* **Activity**: Copy each line of the data beneath in which the word "washer" appears.

[Natural-language object grounding data]
-- -- --
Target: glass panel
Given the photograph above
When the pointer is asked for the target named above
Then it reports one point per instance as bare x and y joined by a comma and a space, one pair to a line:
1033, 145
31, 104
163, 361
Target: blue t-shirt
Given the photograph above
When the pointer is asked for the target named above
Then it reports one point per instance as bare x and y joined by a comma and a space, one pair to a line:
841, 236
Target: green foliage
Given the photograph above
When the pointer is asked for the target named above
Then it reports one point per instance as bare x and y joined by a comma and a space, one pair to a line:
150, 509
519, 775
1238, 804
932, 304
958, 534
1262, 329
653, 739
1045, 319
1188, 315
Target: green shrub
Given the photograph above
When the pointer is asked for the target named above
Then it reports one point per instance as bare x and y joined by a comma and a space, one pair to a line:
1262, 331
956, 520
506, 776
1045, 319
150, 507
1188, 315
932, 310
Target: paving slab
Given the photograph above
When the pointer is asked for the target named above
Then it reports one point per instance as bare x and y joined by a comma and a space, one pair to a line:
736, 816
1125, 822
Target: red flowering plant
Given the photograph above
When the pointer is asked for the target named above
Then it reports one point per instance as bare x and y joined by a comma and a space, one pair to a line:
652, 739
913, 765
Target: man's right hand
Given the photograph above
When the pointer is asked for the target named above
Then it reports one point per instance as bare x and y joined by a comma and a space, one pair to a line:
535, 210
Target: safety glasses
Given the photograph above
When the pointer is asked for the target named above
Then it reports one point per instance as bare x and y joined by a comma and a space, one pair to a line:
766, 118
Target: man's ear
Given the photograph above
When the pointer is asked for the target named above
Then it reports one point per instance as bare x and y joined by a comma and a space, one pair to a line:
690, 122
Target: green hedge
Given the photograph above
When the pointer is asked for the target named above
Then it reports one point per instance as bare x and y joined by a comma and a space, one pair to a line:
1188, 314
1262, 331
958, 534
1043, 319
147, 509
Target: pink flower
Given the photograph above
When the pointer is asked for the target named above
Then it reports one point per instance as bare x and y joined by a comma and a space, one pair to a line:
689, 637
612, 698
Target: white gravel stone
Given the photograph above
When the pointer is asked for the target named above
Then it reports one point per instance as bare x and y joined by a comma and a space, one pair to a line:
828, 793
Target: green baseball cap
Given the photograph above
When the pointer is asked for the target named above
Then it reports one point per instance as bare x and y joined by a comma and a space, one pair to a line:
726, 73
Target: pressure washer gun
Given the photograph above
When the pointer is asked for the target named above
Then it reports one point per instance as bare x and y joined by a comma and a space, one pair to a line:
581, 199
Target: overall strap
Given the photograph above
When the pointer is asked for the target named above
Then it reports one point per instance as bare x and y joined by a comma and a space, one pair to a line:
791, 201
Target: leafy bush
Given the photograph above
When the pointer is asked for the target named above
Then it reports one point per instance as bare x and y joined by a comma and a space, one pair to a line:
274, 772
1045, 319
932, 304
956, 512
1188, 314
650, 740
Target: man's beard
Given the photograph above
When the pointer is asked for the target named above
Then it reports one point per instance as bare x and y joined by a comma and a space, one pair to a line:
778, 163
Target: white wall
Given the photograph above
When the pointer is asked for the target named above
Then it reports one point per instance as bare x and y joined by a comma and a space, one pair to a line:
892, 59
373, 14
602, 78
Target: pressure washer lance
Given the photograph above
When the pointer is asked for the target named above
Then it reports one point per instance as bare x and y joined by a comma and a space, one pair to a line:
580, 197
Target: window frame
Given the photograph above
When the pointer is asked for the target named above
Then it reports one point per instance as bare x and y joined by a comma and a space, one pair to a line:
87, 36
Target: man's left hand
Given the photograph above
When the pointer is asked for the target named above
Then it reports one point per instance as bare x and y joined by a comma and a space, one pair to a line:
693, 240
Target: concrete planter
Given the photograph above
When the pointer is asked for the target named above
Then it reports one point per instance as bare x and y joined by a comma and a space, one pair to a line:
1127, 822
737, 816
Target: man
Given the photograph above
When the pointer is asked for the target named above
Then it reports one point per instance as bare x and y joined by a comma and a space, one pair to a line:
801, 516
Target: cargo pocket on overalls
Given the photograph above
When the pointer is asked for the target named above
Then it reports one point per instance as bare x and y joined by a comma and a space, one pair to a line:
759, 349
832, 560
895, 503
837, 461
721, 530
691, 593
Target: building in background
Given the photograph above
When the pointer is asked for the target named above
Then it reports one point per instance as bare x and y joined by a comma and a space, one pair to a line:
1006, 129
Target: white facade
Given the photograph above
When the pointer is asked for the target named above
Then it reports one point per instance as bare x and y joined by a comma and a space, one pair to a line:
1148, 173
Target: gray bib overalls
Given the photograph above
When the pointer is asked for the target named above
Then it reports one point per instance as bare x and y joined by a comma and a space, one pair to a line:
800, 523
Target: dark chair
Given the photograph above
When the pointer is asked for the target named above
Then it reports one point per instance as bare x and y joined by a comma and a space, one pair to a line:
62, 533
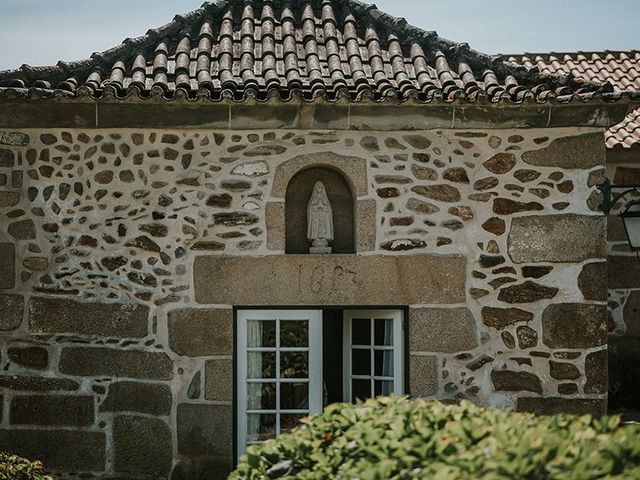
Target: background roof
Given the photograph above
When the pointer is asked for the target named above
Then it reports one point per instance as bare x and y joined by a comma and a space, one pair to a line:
621, 69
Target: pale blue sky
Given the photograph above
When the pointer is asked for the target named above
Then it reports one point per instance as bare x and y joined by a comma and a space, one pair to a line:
41, 32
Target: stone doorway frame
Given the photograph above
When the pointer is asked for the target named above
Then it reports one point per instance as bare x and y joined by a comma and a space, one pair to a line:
405, 319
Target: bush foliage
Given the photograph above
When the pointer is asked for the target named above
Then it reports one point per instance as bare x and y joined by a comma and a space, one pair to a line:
396, 438
13, 467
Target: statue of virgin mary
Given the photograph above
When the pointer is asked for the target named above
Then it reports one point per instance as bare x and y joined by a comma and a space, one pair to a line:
319, 220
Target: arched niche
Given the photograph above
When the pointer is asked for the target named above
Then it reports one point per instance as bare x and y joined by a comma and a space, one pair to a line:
342, 202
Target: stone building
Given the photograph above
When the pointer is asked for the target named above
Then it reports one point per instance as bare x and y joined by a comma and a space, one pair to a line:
160, 307
622, 71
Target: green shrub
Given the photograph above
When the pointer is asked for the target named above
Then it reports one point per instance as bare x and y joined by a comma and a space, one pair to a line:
13, 467
396, 438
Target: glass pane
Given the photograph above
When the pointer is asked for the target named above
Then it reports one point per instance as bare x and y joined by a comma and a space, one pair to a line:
261, 333
294, 333
261, 396
294, 364
290, 421
361, 389
261, 364
360, 361
383, 387
294, 396
383, 331
261, 427
383, 363
361, 331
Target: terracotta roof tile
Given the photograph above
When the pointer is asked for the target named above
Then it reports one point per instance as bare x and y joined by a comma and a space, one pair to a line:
620, 69
330, 49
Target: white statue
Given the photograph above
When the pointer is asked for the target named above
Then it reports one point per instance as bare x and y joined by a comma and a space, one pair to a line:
319, 220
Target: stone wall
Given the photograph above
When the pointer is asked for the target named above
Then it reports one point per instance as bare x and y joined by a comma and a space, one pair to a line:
624, 297
122, 253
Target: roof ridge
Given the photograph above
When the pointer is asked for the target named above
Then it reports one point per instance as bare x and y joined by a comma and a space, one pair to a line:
460, 52
570, 53
416, 62
112, 54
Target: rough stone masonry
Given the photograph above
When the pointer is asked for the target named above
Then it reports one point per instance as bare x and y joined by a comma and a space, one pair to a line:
122, 253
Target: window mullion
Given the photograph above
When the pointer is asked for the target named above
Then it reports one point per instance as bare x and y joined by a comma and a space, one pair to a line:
277, 377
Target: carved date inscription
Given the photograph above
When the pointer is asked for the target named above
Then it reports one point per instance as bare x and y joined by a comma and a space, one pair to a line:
327, 279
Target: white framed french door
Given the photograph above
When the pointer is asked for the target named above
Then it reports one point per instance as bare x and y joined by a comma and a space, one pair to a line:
373, 343
279, 370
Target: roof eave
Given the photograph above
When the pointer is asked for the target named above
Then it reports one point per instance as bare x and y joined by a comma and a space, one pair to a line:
83, 111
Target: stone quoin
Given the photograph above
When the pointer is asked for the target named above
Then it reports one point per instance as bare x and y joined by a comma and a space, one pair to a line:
157, 293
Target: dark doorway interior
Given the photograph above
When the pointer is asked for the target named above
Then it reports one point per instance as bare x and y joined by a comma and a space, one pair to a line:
332, 355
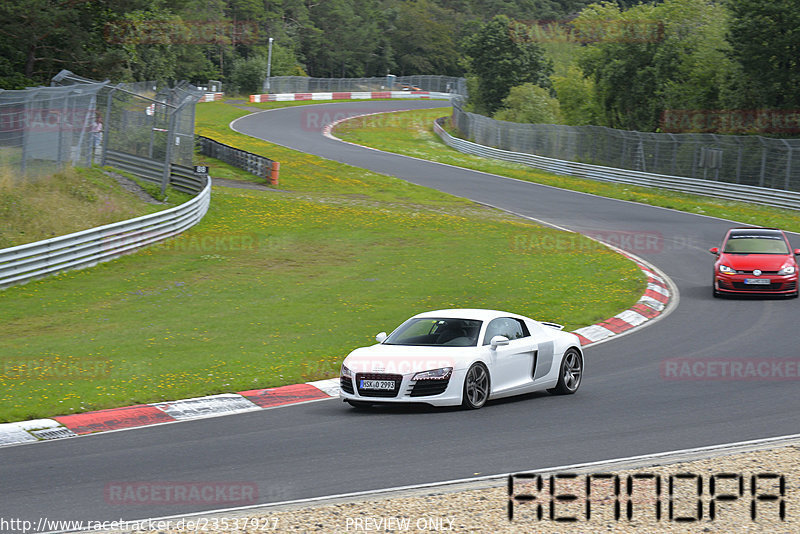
-- -- --
* **Final answer**:
Target: pressure washer gun
Target: pressure washer lance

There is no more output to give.